Records drawn from a dataset:
********

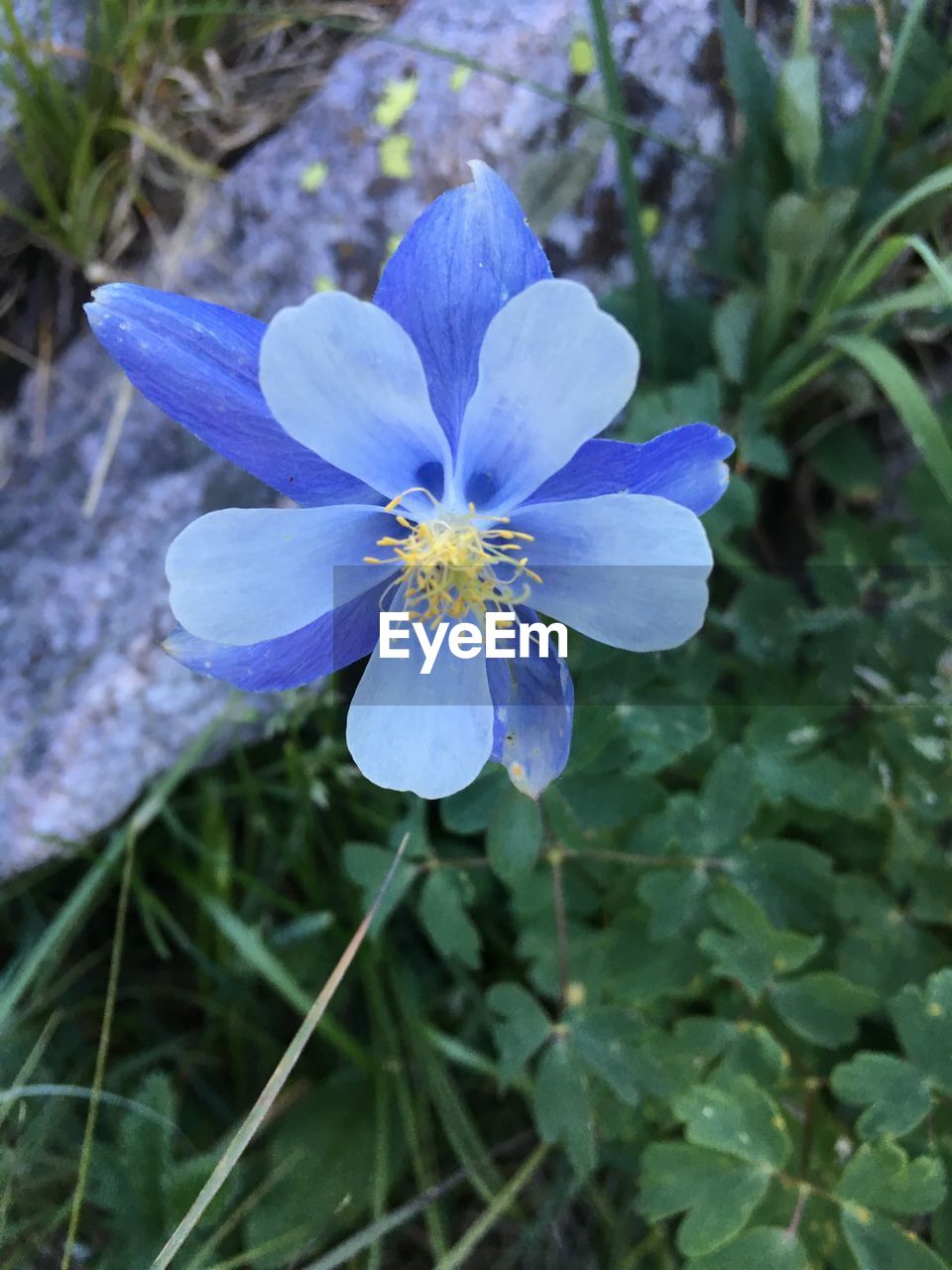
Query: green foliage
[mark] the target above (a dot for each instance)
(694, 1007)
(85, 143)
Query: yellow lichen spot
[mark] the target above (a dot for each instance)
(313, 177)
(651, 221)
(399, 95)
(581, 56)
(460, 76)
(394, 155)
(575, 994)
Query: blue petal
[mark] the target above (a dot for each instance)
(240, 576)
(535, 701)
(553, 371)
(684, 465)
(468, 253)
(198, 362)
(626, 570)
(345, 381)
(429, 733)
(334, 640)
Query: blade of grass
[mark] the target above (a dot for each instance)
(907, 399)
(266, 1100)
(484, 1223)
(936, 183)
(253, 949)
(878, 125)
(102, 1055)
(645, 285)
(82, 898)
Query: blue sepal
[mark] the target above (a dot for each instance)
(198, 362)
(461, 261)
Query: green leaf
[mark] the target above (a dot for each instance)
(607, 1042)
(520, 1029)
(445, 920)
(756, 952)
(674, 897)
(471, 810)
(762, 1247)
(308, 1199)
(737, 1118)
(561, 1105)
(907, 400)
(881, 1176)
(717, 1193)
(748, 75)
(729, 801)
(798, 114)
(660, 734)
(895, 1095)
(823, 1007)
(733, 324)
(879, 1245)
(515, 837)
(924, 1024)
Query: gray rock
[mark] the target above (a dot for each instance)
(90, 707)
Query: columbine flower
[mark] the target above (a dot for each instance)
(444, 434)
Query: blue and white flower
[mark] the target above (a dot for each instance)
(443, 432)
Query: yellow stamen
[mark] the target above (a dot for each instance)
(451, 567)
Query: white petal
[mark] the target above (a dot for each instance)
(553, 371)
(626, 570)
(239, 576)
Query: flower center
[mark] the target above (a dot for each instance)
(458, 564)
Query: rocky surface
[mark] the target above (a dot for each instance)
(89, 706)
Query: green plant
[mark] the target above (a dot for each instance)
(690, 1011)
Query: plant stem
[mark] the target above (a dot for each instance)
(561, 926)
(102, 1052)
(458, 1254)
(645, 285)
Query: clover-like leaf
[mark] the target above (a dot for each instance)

********

▸ Instructions for the task
Filter the lines above, keeping and copying those that contain "green".

▸ Task response
Query: green foliage
Query: green leaf
Query: green plant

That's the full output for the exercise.